## Begin SOURCE

Culture, Identity, Israel, Politics, Religion

Leo Baeck: 50 years later

I just got back last week from a very quick trip to Israel. I was at the Leo Baeck Education Center in Haifa for the commemoration of my great-great-grandfather Rabbi Dr. Leo Baeck‘s 50th yahrtzeit. My parents and I were there as special guests — my father and I are two of only 7 living descendants of Leo Baeck (the others are my grandmother, my two younger siblings, and my two younger cousins).
Leo Baeck was born in 1873. He studied in all three major Jewish movements as well as the University of Berlin, and was ordained at the Hochschule für die Wissenschaft des Judentums. As a rabbi, he served congregations throughout (what was then) Germany, ending up in Berlin. His two major works were The Essence of Judaism (1905), in which he contrasted Judaism with Christianity and argued that Judaism was distinguished by the inseparability of faith and action/commandment, and This People Israel (1955), which he wrote in the concentration camp and published after the war.
Baeck was a liberal rabbi who was highly respected by all streams of German Jewry. So when the Nazis came to power and life got worse for the Jews, Baeck became the recognized leader of the German Jewish community. After Kristallnacht, Baeck’s 13-year-old granddaughter (my grandmother) emigrated to London on a Kindertransport, and her parents (Baeck’s daughter and son-in-law) followed soon after. (Baeck’s wife had died before the war.) With his stature and connections, Baeck had many opportunities before and during the war to flee Germany to safety, but he chose to stay behind, pledging that as long as any Jews remained in Germany, he would be their rabbi. After being arrested several times, he was finally deported to the Theresienstadt concentration camp in 1943. In the concentration camp, Baeck would teach classes at night to the other inmates, providing inspiration in the most adverse circumstances. Baeck survived Theresienstadt, and was reunited with his family in London after the war. He died in November 1956, 50 years ago this month.

## End SOURCE

**EXERCISE REQUIREMENTS**
1. Retype the Leo Baeck piece, everything from "Leo Baeck: 50" down to "two younger cousins).".
2. List every four-digit year that appears in the Leo Baeck piece, in the order it first appears.

## Begin DATA SHOWN

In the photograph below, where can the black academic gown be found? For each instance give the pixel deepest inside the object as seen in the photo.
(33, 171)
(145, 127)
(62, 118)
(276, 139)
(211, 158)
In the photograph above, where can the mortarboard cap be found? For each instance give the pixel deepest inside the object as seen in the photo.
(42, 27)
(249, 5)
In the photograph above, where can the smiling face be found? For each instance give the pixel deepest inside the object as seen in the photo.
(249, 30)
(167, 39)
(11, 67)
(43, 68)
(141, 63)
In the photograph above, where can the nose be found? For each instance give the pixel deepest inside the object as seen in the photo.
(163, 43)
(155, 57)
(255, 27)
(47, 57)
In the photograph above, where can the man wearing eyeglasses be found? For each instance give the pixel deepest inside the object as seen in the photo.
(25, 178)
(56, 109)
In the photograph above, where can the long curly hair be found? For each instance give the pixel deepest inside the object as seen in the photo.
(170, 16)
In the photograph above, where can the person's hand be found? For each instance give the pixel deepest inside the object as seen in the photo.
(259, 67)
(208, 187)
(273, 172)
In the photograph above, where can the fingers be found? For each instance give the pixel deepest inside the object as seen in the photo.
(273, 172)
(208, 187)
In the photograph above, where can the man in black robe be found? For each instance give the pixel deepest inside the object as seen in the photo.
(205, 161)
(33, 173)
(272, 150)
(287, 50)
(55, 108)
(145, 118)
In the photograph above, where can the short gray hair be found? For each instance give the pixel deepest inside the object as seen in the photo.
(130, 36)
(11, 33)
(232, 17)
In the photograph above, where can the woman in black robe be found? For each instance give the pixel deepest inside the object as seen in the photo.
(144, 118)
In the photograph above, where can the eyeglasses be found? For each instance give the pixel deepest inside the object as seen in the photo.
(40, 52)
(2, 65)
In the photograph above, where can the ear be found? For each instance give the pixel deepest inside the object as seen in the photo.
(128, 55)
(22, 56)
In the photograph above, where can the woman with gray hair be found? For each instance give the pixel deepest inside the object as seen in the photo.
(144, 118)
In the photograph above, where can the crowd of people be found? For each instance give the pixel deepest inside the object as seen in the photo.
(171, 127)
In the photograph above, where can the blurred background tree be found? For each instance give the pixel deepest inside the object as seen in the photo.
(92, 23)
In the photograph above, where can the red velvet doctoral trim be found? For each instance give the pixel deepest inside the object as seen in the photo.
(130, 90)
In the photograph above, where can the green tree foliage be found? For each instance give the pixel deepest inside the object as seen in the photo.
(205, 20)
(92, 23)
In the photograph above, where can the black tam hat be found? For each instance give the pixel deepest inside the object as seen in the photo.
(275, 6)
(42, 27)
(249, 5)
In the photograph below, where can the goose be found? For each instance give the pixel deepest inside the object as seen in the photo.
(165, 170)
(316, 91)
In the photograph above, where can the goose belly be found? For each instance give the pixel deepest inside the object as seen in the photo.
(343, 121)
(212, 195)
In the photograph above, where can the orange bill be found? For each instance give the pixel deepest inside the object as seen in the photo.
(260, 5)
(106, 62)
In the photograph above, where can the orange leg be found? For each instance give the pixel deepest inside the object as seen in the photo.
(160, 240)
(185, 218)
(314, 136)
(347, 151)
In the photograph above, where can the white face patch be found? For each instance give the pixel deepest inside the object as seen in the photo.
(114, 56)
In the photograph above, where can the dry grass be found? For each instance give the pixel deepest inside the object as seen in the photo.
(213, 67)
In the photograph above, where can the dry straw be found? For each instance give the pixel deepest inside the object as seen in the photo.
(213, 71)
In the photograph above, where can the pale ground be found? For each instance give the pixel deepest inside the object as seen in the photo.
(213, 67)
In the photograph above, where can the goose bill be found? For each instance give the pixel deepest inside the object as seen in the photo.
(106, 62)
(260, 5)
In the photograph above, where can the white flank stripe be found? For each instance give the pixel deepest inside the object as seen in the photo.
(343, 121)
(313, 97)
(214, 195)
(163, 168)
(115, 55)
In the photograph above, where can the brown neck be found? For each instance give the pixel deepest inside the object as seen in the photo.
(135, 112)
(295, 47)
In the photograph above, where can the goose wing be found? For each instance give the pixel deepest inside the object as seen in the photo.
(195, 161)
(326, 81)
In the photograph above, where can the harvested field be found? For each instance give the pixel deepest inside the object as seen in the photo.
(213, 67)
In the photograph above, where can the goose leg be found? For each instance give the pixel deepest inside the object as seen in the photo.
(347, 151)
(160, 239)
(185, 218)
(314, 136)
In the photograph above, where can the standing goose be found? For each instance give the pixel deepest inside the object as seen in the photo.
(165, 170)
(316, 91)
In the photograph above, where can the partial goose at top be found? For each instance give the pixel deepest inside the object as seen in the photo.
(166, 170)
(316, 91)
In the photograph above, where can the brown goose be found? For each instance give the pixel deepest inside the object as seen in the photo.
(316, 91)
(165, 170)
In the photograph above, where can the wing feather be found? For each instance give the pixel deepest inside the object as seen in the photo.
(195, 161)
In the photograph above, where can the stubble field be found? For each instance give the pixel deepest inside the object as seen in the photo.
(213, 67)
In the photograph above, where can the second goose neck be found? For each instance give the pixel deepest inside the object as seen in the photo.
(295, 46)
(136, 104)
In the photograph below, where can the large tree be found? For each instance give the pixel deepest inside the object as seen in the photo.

## End DATA SHOWN

**TASK RESULTS**
1.
Leo Baeck: 50 years later

I just got back last week from a very quick trip to Israel. I was at the Leo Baeck Education Center in Haifa for the commemoration of my great-great-grandfather Rabbi Dr. Leo Baeck‘s 50th yahrtzeit. My parents and I were there as special guests — my father and I are two of only 7 living descendants of Leo Baeck (the others are my grandmother, my two younger siblings, and my two younger cousins).

2. 1873, 1905, 1955, 1943, 1956